The first Australian Juvenile Industrial Exhibition (held in Victoria) opened on 15 February 1878 at Ballarat's Alfred Hall, market sheds and adjoining grounds. It aimed to encourage young people to compete in 'works of industry and usefulness', to impress the dignity and honour of labour, to nurture those in the trades, to show handiwork, to share ideas, to develop the idea of 'useful employment' in leisure hours, and, to create a 'taste for the fine arts and ornamental works, so as to make the home attractive'.[1]

R. D. Bannister was the project manager for this exhibition.[2]

By the end of January the committee had received 1476 enties, 708 males and 708 females. Of the 1878 entries 586 entries came from Ballarat, 336 from Melbourne, 151 from Geelong, 65 from Bendigo, 28 from Creswick, 29 from Daylesford, the remaining 290 from the remining parts of Victoria and other colonies. [3]

The following tenders were accepted for services during the exhibition:

  • Mr Brunn - musical entertainment
  • R. Davis - confectionary stall
  • G.H. Smith - fruit stall
  • J. Wise - oyster stall [4]

The inaugural exhibition closed on 1 June. It had attracted 159,500 visitors, with total takings of 4,466 pounds.

‘The first Juvenile Industrial Exhibition in Victoria was opened in Ballarat on the 15th February, 1878, by his Excellency Sir G. Bowen, in the Alfred Hall and in the market hall then adjacent. It was projected and managed by Mr. R. D. Bannister, and was very successful. A credit balance of £758 17s. 2d. remained at the close, and was vested in the following trustees—A. Hunter, H. R. Caselli, J. Buley, G. O. Preshaw, and H. Reid. Subsequently J. Hickman and E. Curtis were appointed in place of Buley and Caselli, deceased, and J. C. Smith in place of Preshaw, removed. With £500 of the money entrusted the trust purchased the frontage in Lydiard street, on which the Commercial Club building and other offices stand. The site was let on a 40 years’ building lease to the club, at a rental of £91 a year, with the right of purchase for £3000 at any time within 15 years from the date of the lease. A commemorative banquet was given in the city hall on the 1st of last month (June) by Mr. Hickman to the committee and representative citizens, when Mr. H. Bradbury, the exhibition secretary, read a report showing that there was £725 in bank at interest. The banquetters resolved informally that another exhibition should be held as soon as possible’.[5]



At the meeting of the Executive Committee of the above exhibition held last night, the honorary Secretary lead a letter from Major Pitt, in which he stated that he was desired by His Excellency to acknowledge receipt of the programmes and letters for Her Majesty the Queen and two members of the Royal Family and to say that he had forwarded the same to their destination on Tuesday last. A mass of correspondence was also gone through from numerous parties applying for space and for information. Letters were also received from the town clerks of Sandhurst, Colac and Queenscliff, promising the heartiest support of the municipal councils of those places. A letter was also read from the secretary of the Water Commission, offering the use of the Alfred hall on certain terms and conditions , but as these were considered to be anything but liberal, a sub-committee was appointed to try and make more favourable terms with the Hall Committee.

■ ■ ■ ■ ■ ■ ■

→ Instruction A
Using the exhibition page excerpt, answer each question:
(i) Whose tender was accepted for the oyster stall?
(ii) On what date did the inaugural exhibition close?
(iii) What yearly rental was the Commercial Club charged for the Lydiard street site?

■ ■ ■ ■ ■ ■ ■

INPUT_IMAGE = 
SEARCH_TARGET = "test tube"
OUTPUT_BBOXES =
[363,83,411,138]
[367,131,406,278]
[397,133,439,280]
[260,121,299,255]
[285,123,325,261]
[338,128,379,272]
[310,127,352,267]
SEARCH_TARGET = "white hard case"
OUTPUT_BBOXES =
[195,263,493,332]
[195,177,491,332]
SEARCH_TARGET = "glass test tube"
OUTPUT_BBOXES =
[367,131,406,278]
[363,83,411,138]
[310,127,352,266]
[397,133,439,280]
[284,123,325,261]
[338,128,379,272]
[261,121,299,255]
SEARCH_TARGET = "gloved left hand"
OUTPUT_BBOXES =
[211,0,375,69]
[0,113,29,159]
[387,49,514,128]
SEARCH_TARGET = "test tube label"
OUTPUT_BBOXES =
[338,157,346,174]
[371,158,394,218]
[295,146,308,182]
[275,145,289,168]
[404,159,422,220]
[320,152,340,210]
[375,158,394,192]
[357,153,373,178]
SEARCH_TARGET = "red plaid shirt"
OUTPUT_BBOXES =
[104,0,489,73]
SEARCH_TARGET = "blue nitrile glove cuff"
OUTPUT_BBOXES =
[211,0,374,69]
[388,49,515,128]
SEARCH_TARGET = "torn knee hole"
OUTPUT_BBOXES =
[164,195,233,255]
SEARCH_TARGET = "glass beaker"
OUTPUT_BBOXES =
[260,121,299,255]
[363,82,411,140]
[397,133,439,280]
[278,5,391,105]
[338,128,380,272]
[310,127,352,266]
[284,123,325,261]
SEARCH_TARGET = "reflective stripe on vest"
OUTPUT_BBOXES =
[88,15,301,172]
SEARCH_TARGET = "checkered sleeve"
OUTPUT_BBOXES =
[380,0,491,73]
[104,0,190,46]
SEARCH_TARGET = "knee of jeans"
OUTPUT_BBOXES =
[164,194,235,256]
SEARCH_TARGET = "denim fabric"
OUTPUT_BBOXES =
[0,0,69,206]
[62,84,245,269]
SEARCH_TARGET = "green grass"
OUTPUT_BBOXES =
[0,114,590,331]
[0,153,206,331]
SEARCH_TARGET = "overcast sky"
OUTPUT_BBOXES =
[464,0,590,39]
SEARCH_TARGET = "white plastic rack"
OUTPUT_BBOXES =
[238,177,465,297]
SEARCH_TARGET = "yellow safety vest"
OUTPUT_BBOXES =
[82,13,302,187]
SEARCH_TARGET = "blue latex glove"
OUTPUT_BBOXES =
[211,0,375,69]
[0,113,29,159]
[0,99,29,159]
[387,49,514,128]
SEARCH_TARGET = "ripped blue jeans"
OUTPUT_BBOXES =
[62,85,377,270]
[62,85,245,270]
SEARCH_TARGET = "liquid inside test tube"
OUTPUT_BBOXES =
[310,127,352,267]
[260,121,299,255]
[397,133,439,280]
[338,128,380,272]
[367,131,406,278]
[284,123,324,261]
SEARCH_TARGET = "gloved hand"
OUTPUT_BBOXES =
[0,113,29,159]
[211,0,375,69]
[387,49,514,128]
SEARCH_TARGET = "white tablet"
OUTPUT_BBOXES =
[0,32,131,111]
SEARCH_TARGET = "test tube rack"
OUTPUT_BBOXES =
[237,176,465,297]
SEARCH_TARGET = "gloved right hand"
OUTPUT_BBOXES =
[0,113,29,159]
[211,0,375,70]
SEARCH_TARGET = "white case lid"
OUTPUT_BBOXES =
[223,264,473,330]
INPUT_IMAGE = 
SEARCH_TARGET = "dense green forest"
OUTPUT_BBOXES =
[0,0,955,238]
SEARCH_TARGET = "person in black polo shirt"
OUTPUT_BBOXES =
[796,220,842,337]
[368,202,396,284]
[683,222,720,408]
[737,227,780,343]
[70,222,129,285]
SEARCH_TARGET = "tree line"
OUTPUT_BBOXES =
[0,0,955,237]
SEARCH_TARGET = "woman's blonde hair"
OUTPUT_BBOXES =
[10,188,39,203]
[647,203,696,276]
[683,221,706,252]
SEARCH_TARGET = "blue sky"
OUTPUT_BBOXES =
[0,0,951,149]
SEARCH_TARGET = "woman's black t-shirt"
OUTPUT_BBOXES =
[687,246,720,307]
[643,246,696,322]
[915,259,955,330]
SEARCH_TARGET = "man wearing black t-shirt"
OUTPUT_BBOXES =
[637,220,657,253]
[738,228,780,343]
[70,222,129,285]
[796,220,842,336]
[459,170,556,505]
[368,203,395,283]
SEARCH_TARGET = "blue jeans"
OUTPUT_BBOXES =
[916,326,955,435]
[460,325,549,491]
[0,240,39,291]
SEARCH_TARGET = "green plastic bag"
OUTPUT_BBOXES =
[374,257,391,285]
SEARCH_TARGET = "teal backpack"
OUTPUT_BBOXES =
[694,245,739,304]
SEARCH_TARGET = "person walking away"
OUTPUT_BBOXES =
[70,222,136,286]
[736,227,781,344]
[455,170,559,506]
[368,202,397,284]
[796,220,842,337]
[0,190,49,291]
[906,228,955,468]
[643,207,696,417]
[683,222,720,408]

■ ■ ■ ■ ■ ■ ■

→ Instruction B
Which lines of the listing contain the string "gloved"? Copy every such line, treating case as significant.

→ Correct answer A
(i) J. Wise
(ii) 1 June
(iii) £91 a year

→ Correct answer B
SEARCH_TARGET = "gloved left hand"
SEARCH_TARGET = "gloved hand"
SEARCH_TARGET = "gloved right hand"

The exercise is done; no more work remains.